[EXERCISE PROMPT] Reproduce the records below, swapping every occurrence of "one point per instance" for "a single point for each instance" and leaving all other text unchanged.

=== EXCERPTED RECORDS ===

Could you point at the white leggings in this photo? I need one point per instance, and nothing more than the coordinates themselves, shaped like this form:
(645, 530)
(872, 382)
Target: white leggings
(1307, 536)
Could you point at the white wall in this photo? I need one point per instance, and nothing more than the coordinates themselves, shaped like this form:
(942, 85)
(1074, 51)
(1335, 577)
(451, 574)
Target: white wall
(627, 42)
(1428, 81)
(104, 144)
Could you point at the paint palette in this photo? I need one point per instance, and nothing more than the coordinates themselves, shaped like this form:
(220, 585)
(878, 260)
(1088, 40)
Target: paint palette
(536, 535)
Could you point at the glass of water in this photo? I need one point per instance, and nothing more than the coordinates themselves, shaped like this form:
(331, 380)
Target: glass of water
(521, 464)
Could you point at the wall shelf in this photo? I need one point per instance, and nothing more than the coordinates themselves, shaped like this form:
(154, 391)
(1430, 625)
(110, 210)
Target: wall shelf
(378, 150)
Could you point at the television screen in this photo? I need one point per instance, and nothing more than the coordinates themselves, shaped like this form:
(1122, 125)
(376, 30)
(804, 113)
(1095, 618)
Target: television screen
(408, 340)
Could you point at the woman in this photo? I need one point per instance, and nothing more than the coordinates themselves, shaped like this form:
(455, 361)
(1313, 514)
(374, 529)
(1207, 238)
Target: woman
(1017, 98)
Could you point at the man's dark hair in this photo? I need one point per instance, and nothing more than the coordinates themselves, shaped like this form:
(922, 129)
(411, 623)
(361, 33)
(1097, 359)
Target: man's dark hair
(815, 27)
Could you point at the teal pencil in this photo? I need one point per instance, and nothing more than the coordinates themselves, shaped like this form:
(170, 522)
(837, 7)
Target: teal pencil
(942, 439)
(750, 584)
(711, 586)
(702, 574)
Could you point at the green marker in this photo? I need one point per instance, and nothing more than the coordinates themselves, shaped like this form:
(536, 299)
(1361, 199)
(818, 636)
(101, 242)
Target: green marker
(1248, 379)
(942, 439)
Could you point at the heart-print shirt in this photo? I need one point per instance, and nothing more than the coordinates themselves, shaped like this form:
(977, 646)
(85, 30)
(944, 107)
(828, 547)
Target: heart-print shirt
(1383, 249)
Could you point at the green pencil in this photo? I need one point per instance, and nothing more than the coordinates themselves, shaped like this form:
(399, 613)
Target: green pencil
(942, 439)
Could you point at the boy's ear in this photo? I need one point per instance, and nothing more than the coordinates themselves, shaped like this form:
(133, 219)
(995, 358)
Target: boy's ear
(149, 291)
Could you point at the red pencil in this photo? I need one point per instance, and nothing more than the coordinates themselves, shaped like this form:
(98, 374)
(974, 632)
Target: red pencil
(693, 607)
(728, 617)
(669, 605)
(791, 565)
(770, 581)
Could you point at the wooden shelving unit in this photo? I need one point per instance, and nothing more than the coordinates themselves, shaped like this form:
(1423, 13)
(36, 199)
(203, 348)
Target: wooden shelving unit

===

[ANSWER TO THE EXERCISE]
Could you point at the white leggings in this photo? I need a single point for each instance, and nothing more than the coordinates themselves, shaped like this form:
(645, 530)
(872, 382)
Target: white leggings
(1307, 536)
Could you point at the white wall in this photo? I need a single point for each instance, and nothing more than the coordinates themselves, shaped like this form:
(942, 85)
(1074, 51)
(1335, 577)
(451, 574)
Target: white wall
(627, 42)
(1428, 81)
(104, 144)
Could you point at the paint palette in this photo? I need a single point for each instance, and nothing more than the coordinates themselves, shaped like this form:
(220, 585)
(878, 260)
(1088, 40)
Target: paint palette
(536, 535)
Could you point at the glass of water in this photo? I need a single point for each instance, and nothing more than the coordinates themselves, shaped like this form:
(331, 380)
Target: glass of water
(521, 464)
Could you point at the wall shelf in this photo? I need a single point for each instance, and nothing more than the coordinates themselves, shaped like this form:
(154, 391)
(1430, 625)
(110, 210)
Target: wall shelf
(378, 150)
Could you point at the television screen in this photo? I need a single point for each instance, and nothing more than the coordinates themselves, shaped like this form:
(1122, 125)
(376, 30)
(804, 113)
(1095, 618)
Target: television screen
(408, 340)
Could you point at the woman in this photo? I need a single point for each instance, and nothing more than the coordinates themselves, shaped like this form:
(455, 361)
(1313, 514)
(374, 529)
(1207, 238)
Target: woman
(1017, 98)
Could you point at the man's dark hair in this photo? I need a single point for each instance, and nothing more than the coordinates themselves, shaped like this form:
(922, 129)
(411, 623)
(361, 33)
(1097, 359)
Target: man's dark hair
(815, 27)
Could you point at the teal pencil in this photo? I need a single point for each instance, and nothing more than the coordinates themselves, shaped like this form:
(170, 522)
(837, 7)
Target: teal pencil
(942, 439)
(750, 584)
(711, 586)
(702, 574)
Could you point at the green marker in this photo? I need a single point for each instance, and nothing more than the coordinates themselves, shaped like this form:
(536, 299)
(1361, 199)
(818, 636)
(101, 242)
Target: green marker
(1248, 379)
(942, 439)
Could you point at the heart-print shirt in this photo? I need a single point for each instance, and nothing more than the coordinates themselves, shaped like this form:
(977, 646)
(85, 30)
(944, 107)
(828, 547)
Target: heart-print shirt
(1383, 249)
Could you point at the green pencil in this photo? I need a single point for each instance, and nothing more than the coordinates themselves, shaped like this form:
(399, 613)
Target: green pencil
(942, 439)
Could you point at the boy's ear in this photo? I need a single point for each instance, and nothing more than the coordinates themselves, shaped like this form:
(133, 219)
(995, 358)
Target: boy's ear
(149, 291)
Could you point at the red pencil in this photo? I need a single point for each instance, and nothing more than the coordinates themselves, shaped like this form:
(98, 374)
(974, 632)
Target: red pencil
(693, 607)
(728, 617)
(669, 605)
(791, 565)
(770, 581)
Could you point at the wooden shelving unit in this photo? I need a single point for each instance, and nothing more than the coordinates themselves, shaped like this form:
(1423, 13)
(36, 199)
(203, 348)
Target: wooden shelving unit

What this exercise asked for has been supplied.